* [Required work]: Can you update the records below so that every "picture" becomes "image", with nothing else changed?
— start Given records —
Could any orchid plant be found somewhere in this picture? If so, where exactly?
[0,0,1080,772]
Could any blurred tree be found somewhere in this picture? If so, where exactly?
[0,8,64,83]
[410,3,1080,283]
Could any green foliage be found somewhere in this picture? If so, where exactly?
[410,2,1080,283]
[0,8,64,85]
— end Given records —
* [Result]:
Could any orchid plant be found somewhere in this image? If so, where exactly?
[0,0,1080,772]
Could any blurred tree be found somewhere in this image? If so, where exactly?
[0,8,64,83]
[410,3,1080,283]
Could any green foliage be found somewhere in this image? If so, where exactly?
[410,2,1080,283]
[0,8,64,85]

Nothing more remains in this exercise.